> Input data
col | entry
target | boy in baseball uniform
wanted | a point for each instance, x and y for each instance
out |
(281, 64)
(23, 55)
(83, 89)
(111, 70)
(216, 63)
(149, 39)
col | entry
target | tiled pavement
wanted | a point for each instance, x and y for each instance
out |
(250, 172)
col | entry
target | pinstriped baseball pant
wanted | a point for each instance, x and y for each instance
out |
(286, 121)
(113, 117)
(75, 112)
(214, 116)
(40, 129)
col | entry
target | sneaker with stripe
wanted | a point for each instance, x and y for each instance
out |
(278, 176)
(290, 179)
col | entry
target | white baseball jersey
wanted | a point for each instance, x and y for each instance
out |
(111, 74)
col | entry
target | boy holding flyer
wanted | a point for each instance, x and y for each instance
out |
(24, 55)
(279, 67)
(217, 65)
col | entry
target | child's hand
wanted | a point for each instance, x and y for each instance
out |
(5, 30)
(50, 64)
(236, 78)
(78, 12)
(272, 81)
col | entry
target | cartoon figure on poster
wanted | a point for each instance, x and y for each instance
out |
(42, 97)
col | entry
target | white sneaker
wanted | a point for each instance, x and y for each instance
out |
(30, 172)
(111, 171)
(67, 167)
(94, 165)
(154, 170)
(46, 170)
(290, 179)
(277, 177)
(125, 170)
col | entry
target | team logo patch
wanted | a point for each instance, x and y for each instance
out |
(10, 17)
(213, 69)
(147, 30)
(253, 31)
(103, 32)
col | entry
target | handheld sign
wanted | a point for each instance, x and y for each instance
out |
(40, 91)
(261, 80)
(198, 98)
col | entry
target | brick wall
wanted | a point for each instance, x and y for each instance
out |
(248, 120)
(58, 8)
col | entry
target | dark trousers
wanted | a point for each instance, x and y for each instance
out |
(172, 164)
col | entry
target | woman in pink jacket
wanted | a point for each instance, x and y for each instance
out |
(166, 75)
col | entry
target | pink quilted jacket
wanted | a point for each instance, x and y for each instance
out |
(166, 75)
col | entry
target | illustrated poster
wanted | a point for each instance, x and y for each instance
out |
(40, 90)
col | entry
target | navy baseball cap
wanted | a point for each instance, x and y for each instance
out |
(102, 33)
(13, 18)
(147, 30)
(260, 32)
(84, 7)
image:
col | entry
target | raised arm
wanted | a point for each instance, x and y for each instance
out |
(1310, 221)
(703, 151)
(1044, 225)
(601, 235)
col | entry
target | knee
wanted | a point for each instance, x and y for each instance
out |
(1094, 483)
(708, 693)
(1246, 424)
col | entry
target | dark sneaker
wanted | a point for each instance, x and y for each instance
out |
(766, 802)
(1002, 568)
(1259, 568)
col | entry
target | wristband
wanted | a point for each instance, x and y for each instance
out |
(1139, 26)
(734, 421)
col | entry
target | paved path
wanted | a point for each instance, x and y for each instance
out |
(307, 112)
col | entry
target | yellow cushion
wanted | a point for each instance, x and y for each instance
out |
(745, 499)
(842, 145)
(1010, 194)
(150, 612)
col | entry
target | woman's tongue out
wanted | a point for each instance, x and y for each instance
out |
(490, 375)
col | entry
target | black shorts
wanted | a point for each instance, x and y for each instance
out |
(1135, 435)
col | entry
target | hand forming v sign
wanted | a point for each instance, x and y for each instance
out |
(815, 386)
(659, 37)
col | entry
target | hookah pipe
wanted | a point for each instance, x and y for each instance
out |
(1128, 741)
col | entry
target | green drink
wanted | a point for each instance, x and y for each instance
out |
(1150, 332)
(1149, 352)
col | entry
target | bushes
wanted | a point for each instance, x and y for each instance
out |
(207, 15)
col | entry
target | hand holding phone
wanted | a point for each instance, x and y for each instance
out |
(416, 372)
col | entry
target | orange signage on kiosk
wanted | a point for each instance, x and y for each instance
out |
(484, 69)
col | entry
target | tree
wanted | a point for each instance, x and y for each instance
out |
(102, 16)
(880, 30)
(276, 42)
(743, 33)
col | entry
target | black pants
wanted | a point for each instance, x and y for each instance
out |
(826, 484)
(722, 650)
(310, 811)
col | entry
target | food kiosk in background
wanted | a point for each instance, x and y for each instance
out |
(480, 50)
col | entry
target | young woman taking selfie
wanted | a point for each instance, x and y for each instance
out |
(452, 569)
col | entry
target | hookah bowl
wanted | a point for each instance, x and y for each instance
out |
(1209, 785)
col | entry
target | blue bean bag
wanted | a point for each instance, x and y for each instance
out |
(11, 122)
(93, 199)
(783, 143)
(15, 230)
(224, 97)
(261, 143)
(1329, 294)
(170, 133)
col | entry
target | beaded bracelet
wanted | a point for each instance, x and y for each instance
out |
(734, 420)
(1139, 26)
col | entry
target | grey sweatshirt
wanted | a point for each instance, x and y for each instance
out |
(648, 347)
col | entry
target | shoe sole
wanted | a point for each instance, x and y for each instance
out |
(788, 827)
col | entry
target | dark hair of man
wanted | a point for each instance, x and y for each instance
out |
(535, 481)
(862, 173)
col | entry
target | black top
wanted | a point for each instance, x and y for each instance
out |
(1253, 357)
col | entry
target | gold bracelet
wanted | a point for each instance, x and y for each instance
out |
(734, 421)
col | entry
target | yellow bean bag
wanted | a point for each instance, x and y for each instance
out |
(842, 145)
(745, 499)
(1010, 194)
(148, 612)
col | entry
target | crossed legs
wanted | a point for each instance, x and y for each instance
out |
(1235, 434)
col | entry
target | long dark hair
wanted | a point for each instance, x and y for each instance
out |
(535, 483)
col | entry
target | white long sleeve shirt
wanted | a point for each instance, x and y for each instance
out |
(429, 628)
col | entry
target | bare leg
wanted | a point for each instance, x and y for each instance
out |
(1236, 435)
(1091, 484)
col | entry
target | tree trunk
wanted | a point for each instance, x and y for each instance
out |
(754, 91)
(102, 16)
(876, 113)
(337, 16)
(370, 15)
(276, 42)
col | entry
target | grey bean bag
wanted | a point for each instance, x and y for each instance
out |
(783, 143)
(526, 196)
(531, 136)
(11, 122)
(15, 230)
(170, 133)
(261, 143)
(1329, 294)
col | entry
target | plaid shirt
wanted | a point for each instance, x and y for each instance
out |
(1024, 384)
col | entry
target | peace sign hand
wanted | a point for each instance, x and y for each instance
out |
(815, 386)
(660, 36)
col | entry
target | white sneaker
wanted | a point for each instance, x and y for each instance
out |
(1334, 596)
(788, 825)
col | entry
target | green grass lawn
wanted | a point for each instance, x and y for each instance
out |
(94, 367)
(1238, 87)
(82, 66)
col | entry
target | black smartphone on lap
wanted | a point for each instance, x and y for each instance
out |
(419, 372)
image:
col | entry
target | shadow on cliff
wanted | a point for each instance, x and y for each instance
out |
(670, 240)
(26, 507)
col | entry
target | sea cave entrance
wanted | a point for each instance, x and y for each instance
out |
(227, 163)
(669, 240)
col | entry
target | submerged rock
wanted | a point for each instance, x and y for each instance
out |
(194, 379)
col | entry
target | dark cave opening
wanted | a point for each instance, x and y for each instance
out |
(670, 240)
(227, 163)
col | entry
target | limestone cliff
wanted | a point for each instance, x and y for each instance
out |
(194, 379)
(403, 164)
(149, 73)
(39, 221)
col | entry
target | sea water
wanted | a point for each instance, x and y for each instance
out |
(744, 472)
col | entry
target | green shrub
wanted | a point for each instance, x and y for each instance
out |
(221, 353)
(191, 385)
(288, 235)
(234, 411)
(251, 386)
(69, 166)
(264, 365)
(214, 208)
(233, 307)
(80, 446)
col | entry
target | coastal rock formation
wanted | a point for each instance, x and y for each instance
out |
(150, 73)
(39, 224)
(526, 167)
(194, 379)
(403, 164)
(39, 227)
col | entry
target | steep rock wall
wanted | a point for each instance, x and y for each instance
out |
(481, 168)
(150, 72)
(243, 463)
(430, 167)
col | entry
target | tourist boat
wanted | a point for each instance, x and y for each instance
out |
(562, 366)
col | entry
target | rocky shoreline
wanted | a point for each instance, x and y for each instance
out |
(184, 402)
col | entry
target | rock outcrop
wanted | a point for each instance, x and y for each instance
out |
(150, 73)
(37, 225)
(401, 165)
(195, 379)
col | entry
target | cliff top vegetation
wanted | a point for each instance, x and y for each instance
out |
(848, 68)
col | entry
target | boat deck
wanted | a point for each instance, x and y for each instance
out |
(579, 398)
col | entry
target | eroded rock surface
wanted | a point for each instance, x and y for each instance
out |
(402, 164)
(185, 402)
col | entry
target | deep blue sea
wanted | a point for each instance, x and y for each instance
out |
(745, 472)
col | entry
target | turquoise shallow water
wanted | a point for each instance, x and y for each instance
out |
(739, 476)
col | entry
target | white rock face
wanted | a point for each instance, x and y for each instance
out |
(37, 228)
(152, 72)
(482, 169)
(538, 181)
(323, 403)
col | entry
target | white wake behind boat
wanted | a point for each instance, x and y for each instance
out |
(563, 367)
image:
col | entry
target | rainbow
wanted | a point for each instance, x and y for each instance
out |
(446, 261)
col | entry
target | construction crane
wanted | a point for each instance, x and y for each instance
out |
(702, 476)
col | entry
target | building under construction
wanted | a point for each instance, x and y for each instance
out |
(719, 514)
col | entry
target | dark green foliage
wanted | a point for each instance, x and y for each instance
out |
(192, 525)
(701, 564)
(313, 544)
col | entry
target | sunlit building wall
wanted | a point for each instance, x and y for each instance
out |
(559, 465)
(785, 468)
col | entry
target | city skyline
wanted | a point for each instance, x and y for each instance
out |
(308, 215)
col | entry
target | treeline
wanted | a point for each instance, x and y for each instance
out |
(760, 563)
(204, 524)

> What to produce
Restate the listing exactly, starting at its first line and ending at the line where "target | pinstriped baseball pant" occurs; include both and no other lines.

> Output of the exercise
col | entry
target | boy in baseball uniform
wanted | a point for each instance, x and y for each instance
out |
(281, 64)
(23, 55)
(83, 89)
(111, 70)
(216, 63)
(149, 39)
col | entry
target | tiled pavement
wanted | a point for each instance, x and y for each instance
out |
(250, 172)
col | entry
target | pinstriped baseball pant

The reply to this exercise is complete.